Task statement: Given the records below, set each one down again exactly as it reads.
Data: Begin
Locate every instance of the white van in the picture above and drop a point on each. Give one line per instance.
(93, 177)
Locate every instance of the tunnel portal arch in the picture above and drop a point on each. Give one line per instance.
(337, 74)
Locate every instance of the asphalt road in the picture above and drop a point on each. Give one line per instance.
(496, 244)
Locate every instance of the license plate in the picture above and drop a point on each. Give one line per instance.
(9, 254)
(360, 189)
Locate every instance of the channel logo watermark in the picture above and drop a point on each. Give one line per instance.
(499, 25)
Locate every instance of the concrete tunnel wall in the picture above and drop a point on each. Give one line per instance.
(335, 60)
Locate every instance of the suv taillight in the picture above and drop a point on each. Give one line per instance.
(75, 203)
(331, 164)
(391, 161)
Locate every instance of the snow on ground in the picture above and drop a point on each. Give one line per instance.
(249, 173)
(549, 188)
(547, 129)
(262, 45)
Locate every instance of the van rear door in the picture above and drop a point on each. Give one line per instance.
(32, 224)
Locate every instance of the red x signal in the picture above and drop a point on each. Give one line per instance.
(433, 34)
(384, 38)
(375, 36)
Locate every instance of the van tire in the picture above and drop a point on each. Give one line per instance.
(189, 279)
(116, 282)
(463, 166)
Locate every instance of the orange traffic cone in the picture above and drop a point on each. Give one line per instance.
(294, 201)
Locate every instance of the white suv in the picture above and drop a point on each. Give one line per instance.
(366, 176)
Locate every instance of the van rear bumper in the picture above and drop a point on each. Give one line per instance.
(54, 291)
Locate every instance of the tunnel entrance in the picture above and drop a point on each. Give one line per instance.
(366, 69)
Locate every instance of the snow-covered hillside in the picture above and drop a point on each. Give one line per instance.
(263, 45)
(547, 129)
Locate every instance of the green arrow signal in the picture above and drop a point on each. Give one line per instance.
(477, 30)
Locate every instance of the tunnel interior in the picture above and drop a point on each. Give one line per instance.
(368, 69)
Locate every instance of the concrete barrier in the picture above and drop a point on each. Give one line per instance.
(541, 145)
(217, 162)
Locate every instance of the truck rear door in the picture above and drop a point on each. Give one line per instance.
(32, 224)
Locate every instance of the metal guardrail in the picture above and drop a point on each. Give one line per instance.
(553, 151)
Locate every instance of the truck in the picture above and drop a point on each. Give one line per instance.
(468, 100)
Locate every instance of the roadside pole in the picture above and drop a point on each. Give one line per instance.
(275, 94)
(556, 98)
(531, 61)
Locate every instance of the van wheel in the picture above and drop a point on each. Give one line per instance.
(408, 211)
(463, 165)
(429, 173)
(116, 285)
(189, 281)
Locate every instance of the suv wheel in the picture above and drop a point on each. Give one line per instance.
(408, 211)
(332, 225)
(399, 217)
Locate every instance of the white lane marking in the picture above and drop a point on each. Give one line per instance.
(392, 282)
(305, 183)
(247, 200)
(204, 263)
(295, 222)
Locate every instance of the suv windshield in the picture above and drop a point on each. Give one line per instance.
Data: End
Problem solution:
Locate every instance of the white van in the picture above and drop a point on each. Give one line per instance.
(93, 177)
Locate every instance of the tunnel portal arch in the picture above and drop a point on each. Give one line per instance.
(337, 74)
Locate every instance of the asphalt road in the picture above and drop a point on each. Give one line per instance.
(496, 244)
Locate every instance of the license plate in the picture above and drop a point on each. Give one line per instance.
(9, 254)
(360, 189)
Locate every instance of the channel logo watermark in the picture above and drop a point on each. Give one line per instance.
(499, 25)
Locate every instance of the concrete tunnel wall in the picture above and drop a point on each. Give one line per instance.
(335, 60)
Locate every instance of the suv taillight in the picture above and drop a point on each. Give one line per instance.
(75, 203)
(331, 164)
(391, 161)
Locate every instance of the snow on ground in the picture above and drop a point on each. Give one line per instance.
(249, 173)
(549, 188)
(547, 129)
(262, 45)
Locate every instance of the van rear door in the picture above and drop a point on each. Give one line per instance.
(32, 224)
Locate every instance of the red x signal in the picture above and drop a point on each. Give one line per instance.
(433, 34)
(384, 38)
(375, 36)
Locate every instance of the van tire in the picture above and drop a point on each. Give one line per instance.
(189, 279)
(116, 282)
(463, 166)
Locate every instance of the orange traffic cone in the picture above and drop a point on each. Give one line per instance.
(294, 201)
Locate every instance of the white suv in the picture above and drop a point on each. Give one line per instance.
(366, 176)
Locate every instance of the van rear bumper in the picture above and drop a point on each. Give one line per instance.
(54, 291)
Locate every instance of the tunnel entrance in the picture above and drop a point on each. Give one line per instance.
(366, 69)
Locate every instance of the snow-covered hillside in the picture above and drop a point on each. Give one line per instance.
(263, 45)
(547, 129)
Locate every instance of the green arrow signal in the picture above and drop a point on each. Give one line per instance.
(477, 30)
Locate every instance of the tunnel interior in the picture above and drop a point on each. Give one line per instance.
(368, 69)
Locate every instance of the concrete barrier in the picture above and drop a point on each. Give one line per instance.
(541, 145)
(217, 162)
Locate every instance of the truck rear door in the picture above and drop a point on each. Give one line per instance.
(32, 224)
Locate every instance of the metal guardrail in the picture above and drop a point on each. Give one line per instance.
(553, 151)
Locate every instance of the truck in the picture above and drop a point on each. Give one line per instance.
(468, 100)
Locate every instance of the roadside pole in the picture above and drop a point on each. Give one line per instance.
(275, 94)
(556, 98)
(531, 61)
Locate every instance of the van wheel in the picture above and drop a point on each. Give one line per instance.
(408, 211)
(463, 165)
(429, 173)
(116, 285)
(189, 281)
Locate every instance of the suv wheel in the picture above and drop a point on each. Give one line per instance.
(408, 211)
(332, 225)
(399, 217)
Locate every instance of the white lane marking in the picture above and drop a point on each. Give one line per instance.
(392, 282)
(305, 183)
(247, 200)
(204, 263)
(295, 222)
Locate every instance of the suv windshield in the picture above and drop a point on each. Give one line per instance.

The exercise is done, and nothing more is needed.